[Instructions]:
a - Reproduce the passage from the bus-ride account, starting at "G: Okay, time’s" and stopping after "Me: No, really.", with "window" renamed as "aisle".
b - Take the account of the bus trip to Ouaga further, picking up after its final sentence.

G: Okay, time’s up. It’s my turn now to sit next to the
window. Also, I need to be a gentleman,
and so it is my duty to switch places with you.
Me: No, it’s fine.
G: No it’s not.
Me: No, really.
G: Yes.
Get up. That’s a command. I’m not asking you, I’m telling you. Now move, girl!
Me: Well….k fine.
If you insist.
We got to Ouaga before noon, which was amazingly fast, considering that
we first left around 6am and that the bus I normally take to Ouaga leaves my
village around 7am and doesn’t pull into Ouaga until 5pm (or later) because it
has to go the long way through Ouahigouya to pick up more passengers. (Though I’m not sure why we “need” to tack on
the extra couple hours north to Ouahigouya, since the bus is always already
overfull by Tougan, and there is NEVER room for more passengers in Ouahigouya,
and no ever gets off there either, everyone goes to Ouaga ….oh Burkina, some
things just don’t make sense here.)
We were in Ouaga, but Ouaga is a big city (the capital city), and so
the bus had to make a few pit stops before stopping at its final destination,
the gare
routière, where we passengers could disembark. Primarily, the goats needed to be dropped
off. We were pulled over on the side of
the highway, and within minutes a couple guys with a taxi moto showed up. Someone climbed to the top of the bus and
started throwing down the goats. Yes,
just throwing down live goats, like one would toss down a piece of
luggage. Not handing the goats into the
hands of someone on the ground, but literally throwing. One of the other guys was on the ground
catching the goats and putting them into the taxi moto’s crate, and a third guy
was arranging the goats and sorta tying them down to the taxi moto so that they
couldn’t jump out or fall out once the taxi moto sped away to take the goats to
their place of slaughter. Poor goats. And to make matters worse, they cry like
children. (Peut-être, that’s why a
baby goat is called a “kid” --- they seriously sound just like human kids
whining and crying.) Ear-piercing shouts
of “Moooooommmmm! Maaaaaaaaaaaa! Moooooooommm!” seemed to fill the air.

Image annotation data
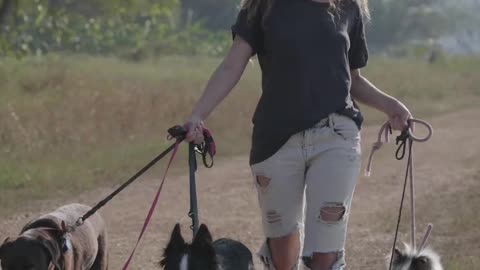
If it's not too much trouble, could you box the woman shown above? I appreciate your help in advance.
[182,0,410,270]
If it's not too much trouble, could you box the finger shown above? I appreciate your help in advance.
[185,131,196,142]
[194,134,205,144]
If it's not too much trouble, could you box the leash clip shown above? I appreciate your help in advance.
[395,127,410,160]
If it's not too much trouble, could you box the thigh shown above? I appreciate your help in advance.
[304,113,361,256]
[251,134,305,238]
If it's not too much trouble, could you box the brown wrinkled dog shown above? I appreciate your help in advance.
[0,204,108,270]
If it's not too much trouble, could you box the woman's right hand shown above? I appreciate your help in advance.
[184,115,204,144]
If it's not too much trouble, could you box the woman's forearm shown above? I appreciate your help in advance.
[191,38,252,121]
[350,70,397,114]
[192,62,241,120]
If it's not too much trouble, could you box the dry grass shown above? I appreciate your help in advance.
[0,56,480,215]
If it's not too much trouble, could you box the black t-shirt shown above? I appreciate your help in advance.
[232,0,368,164]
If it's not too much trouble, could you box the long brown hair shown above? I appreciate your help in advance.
[241,0,370,25]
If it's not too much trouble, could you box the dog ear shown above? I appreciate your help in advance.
[0,237,10,260]
[393,248,403,262]
[192,224,213,247]
[60,220,68,233]
[40,239,63,270]
[158,223,187,268]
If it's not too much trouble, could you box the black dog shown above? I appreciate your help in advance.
[160,223,254,270]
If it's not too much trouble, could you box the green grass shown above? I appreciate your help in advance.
[0,55,480,212]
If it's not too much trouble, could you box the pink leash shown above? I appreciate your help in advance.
[122,141,181,270]
[365,119,433,269]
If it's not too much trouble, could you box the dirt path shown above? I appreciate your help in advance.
[0,110,480,269]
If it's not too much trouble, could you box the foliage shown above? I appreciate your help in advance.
[0,0,228,60]
[368,0,451,49]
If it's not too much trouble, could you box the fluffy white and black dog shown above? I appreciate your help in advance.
[392,244,443,270]
[160,223,254,270]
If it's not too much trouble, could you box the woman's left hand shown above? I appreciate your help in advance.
[385,99,412,131]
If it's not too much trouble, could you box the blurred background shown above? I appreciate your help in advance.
[0,0,480,269]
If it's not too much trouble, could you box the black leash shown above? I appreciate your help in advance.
[75,126,186,227]
[188,143,198,238]
[74,125,216,230]
[388,128,413,270]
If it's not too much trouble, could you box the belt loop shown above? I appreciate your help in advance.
[327,113,334,128]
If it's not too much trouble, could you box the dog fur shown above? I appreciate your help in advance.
[160,224,254,270]
[0,204,108,270]
[392,244,443,270]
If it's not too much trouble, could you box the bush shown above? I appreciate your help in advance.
[0,0,229,60]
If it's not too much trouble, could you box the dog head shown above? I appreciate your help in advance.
[0,231,62,270]
[160,224,217,270]
[392,245,443,270]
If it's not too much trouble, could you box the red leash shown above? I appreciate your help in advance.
[122,141,181,270]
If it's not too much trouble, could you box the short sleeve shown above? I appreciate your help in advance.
[348,9,368,69]
[232,9,263,54]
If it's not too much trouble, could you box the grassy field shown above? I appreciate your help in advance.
[0,53,480,212]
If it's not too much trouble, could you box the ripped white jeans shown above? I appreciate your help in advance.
[251,114,361,270]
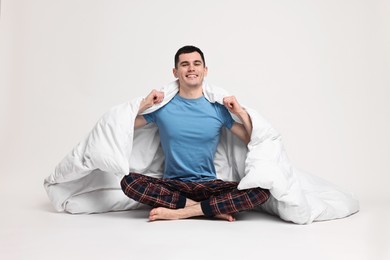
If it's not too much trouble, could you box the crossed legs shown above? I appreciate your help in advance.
[121,173,269,221]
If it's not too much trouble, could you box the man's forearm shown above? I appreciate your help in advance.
[236,109,252,140]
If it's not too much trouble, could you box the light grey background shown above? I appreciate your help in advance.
[0,0,390,203]
[0,0,390,260]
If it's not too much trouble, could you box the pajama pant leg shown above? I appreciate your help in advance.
[121,173,186,209]
[121,173,270,217]
[197,180,270,216]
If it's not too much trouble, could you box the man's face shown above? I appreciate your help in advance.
[173,52,207,87]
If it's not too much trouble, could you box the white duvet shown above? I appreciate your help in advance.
[44,81,359,224]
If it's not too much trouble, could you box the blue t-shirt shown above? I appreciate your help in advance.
[144,95,234,182]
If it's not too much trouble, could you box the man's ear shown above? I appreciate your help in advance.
[172,68,178,78]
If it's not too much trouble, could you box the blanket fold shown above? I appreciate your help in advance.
[44,81,359,224]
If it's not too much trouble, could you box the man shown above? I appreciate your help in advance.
[121,46,269,221]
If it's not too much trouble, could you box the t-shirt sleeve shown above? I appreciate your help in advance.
[143,113,156,124]
[221,106,234,129]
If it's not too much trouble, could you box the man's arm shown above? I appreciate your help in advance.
[134,89,164,129]
[223,96,252,144]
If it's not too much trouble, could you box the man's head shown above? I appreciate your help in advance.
[175,45,206,69]
[173,46,207,87]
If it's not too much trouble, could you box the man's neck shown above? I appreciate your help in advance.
[179,85,203,99]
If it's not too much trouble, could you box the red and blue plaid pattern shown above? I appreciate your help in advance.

[Answers by task]:
a -
G: Okay, time’s up. It’s my turn now to sit next to the
aisle. Also, I need to be a gentleman,
and so it is my duty to switch places with you.
Me: No, it’s fine.
G: No it’s not.
Me: No, really.

b -
As the goat unloading progressed, I counted the goats and was impressed
to notice that our bus roof had actually been holding over 30 goats during our
trip. Oh, and a couple sheep, nine
motos, three large crates of chickens, and two medium sized bulls (as in a cow,
but male….so not a cow, but rather, a bull…..).
“What the --- ! How did they even
get those cows up there?” Gregory exclaimed.
“You mean bulls? Yeah I dunno.
Maybe just pulled them up with a rope…?”
To get these two bulls down, the men had tied a couple ropes around each
bull, and then slowly lowered the bull to the ground, and the whole time the
bull was bumping/scraping against the side of bus, but otherwise seemed to be
doing alright. Unlike some of the
goats. Who were definitely dead. They didn’t scream bloody murder with cries of
“Moooooommmm!” and weren’t moving. I can
only make the logical jump that they were no longer alive…
Gregory seconded my thoughts and nonchalantly assessed the
situation: “Yeahhhhh….those goats are
gone…..look at their necks, just flopped over like that. Oh, and all the blood coming from that one
over there! Oh man, that’s
horrible! Check out the goat they just put
on the ground; look at its cut-up head; it’s still alive; someone needs to put
it out of its misery; it looks like its leg is broken too…..”
Finally we were able to get off at the bus station and take a taxi to
the transit house.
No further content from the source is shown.